EXERCISE REQUIREMENTS
Could you restate every record below word for word?

____

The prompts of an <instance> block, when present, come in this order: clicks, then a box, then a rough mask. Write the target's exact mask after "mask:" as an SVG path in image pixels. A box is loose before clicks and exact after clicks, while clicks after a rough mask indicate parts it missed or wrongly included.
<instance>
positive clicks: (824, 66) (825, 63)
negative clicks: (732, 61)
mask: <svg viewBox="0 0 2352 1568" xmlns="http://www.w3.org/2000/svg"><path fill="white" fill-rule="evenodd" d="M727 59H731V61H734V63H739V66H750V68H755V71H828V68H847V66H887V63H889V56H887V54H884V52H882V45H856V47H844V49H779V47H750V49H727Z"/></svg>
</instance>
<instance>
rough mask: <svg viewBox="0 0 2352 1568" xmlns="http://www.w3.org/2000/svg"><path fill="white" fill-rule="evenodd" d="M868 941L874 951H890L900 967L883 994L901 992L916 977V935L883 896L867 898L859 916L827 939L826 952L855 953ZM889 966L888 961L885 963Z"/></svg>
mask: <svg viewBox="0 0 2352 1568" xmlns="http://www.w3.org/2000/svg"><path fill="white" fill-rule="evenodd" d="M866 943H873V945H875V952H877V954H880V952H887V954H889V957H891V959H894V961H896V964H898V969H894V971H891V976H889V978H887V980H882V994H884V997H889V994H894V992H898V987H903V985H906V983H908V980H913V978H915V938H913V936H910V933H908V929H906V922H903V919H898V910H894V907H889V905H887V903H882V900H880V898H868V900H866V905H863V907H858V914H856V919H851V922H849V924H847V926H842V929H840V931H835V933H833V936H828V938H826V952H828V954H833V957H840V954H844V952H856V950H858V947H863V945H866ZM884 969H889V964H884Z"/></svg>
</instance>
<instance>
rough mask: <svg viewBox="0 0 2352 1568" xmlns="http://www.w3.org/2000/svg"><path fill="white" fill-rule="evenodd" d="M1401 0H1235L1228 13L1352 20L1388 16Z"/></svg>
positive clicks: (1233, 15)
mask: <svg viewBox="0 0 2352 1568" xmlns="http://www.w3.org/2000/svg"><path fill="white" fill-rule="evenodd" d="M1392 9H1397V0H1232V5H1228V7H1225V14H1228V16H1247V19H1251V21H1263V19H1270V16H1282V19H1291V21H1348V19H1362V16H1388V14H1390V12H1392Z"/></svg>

____

RESULT OF THE TASK
The prompts of an <instance> block, when present, come in this order: clicks, then a box, then a rough mask. Write the target's exact mask after "mask:" as an SVG path in image pixels. A box is loose before clicks and exact after clicks, while clicks after a rough mask indicate parts it missed or wrongly included.
<instance>
positive clicks: (824, 66) (825, 63)
negative clicks: (732, 61)
mask: <svg viewBox="0 0 2352 1568" xmlns="http://www.w3.org/2000/svg"><path fill="white" fill-rule="evenodd" d="M727 59H731V61H734V63H739V66H750V68H755V71H828V68H847V66H887V63H889V56H887V54H884V52H882V45H856V47H844V49H779V47H750V49H727Z"/></svg>
</instance>
<instance>
rough mask: <svg viewBox="0 0 2352 1568" xmlns="http://www.w3.org/2000/svg"><path fill="white" fill-rule="evenodd" d="M868 941L874 951H890L900 967L883 994L901 992L916 977V935L883 896L867 898L859 916L827 939L826 952L855 953ZM889 966L888 961L885 963Z"/></svg>
mask: <svg viewBox="0 0 2352 1568" xmlns="http://www.w3.org/2000/svg"><path fill="white" fill-rule="evenodd" d="M866 943H873V945H875V952H877V954H880V952H887V954H889V957H891V959H894V961H896V964H898V969H894V971H891V976H889V978H887V980H882V994H884V997H889V994H894V992H898V987H903V985H906V983H908V980H913V978H915V938H913V936H910V933H908V929H906V922H903V919H898V910H894V907H889V905H887V903H882V900H880V898H868V900H866V905H863V907H858V914H856V919H851V922H849V924H847V926H842V929H840V931H835V933H833V936H828V938H826V952H828V954H833V957H840V954H844V952H856V950H858V947H863V945H866ZM884 969H889V964H884Z"/></svg>
</instance>
<instance>
rough mask: <svg viewBox="0 0 2352 1568" xmlns="http://www.w3.org/2000/svg"><path fill="white" fill-rule="evenodd" d="M1401 0H1235L1228 13L1352 20L1388 16Z"/></svg>
positive clicks: (1233, 15)
mask: <svg viewBox="0 0 2352 1568" xmlns="http://www.w3.org/2000/svg"><path fill="white" fill-rule="evenodd" d="M1392 9H1397V0H1232V5H1228V7H1225V14H1228V16H1247V19H1251V21H1263V19H1270V16H1282V19H1291V21H1348V19H1362V16H1388V14H1390V12H1392Z"/></svg>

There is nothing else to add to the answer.